_What the exercise asks_
Reproduce the part that opens with the line containing "of the <item>black" and closes with the line containing "Target: <item>black lacquered hat</item>", swapping "lacquered" for "varnished" and leaving everything else unchanged.

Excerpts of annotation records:

--

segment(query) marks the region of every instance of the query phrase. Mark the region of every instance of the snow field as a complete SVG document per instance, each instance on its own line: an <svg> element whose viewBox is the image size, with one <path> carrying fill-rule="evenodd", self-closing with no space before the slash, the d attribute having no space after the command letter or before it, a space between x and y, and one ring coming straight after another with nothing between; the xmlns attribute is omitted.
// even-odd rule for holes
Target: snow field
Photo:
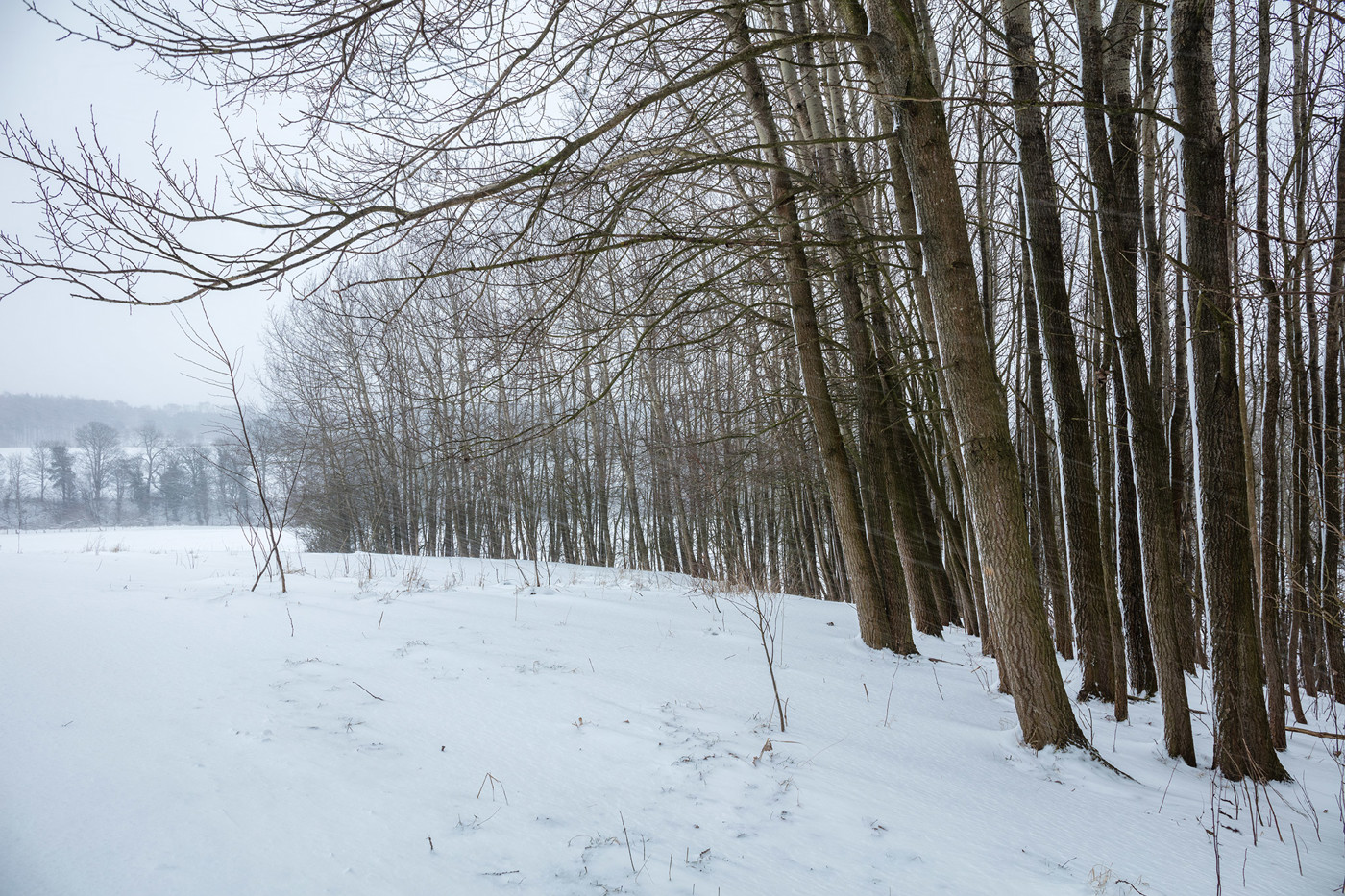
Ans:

--

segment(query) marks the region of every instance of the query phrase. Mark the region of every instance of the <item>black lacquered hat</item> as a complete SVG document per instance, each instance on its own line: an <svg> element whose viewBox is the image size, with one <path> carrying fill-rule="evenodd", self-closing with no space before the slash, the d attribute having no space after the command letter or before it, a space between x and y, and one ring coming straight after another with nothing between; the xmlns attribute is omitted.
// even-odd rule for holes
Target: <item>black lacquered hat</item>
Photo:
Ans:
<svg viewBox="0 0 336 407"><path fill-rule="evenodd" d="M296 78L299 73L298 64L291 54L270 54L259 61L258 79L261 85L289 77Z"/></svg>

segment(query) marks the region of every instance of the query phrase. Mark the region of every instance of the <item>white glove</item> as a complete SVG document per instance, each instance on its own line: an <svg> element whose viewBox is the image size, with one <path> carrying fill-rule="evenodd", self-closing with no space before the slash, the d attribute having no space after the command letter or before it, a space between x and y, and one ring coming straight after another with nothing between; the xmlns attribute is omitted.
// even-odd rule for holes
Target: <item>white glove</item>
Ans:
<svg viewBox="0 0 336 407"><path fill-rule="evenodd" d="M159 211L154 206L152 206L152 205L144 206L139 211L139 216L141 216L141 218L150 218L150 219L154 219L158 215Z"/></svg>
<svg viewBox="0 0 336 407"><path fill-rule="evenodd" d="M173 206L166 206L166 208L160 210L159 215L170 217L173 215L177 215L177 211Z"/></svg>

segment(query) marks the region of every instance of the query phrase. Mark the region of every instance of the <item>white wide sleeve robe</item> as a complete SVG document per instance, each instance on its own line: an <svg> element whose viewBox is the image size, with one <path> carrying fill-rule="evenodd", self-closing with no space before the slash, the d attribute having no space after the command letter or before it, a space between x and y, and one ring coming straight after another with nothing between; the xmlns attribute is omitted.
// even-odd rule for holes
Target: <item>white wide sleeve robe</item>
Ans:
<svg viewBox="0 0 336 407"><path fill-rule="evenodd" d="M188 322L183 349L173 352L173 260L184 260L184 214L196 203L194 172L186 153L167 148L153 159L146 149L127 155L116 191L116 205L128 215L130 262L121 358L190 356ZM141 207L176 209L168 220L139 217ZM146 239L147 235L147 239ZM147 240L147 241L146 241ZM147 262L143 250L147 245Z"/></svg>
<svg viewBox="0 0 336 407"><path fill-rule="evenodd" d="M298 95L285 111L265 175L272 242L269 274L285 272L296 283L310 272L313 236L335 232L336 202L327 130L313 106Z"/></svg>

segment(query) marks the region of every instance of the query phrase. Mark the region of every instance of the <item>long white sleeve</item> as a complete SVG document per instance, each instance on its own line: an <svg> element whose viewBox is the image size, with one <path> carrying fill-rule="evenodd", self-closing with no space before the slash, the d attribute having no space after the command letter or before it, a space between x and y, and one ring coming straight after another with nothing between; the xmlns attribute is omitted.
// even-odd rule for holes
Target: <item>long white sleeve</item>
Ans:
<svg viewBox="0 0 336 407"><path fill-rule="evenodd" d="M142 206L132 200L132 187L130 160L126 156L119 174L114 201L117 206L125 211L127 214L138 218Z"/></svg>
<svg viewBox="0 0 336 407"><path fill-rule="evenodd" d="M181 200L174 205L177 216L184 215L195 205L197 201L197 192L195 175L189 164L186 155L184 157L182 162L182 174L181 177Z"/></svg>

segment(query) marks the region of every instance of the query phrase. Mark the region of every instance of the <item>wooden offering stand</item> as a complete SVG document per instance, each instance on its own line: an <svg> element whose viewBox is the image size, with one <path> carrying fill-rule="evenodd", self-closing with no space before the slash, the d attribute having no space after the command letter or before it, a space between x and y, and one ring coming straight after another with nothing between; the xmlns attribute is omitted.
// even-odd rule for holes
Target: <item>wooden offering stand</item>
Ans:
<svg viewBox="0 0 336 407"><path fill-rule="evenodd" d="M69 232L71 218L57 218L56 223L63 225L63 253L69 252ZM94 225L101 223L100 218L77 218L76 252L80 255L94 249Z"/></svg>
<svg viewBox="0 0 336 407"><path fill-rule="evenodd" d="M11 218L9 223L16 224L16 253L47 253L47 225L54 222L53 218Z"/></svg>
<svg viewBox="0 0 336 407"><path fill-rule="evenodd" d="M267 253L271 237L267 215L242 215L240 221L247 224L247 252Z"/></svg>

--

_Complete response_
segment(query) marks the region of every instance of the query phrase. Mark the region of every instance of the <item>black varnished hat</item> as a complete SVG document per instance, each instance on its own line: an <svg> element whose viewBox is the image size, with one <path> carrying fill-rule="evenodd", self-closing with no space before the slash, the d attribute having no space after the command letter or before it, a space between x and y, and one ring coming straight after another with nothing between; the xmlns attribute is omitted.
// even-odd rule for holes
Target: <item>black varnished hat</item>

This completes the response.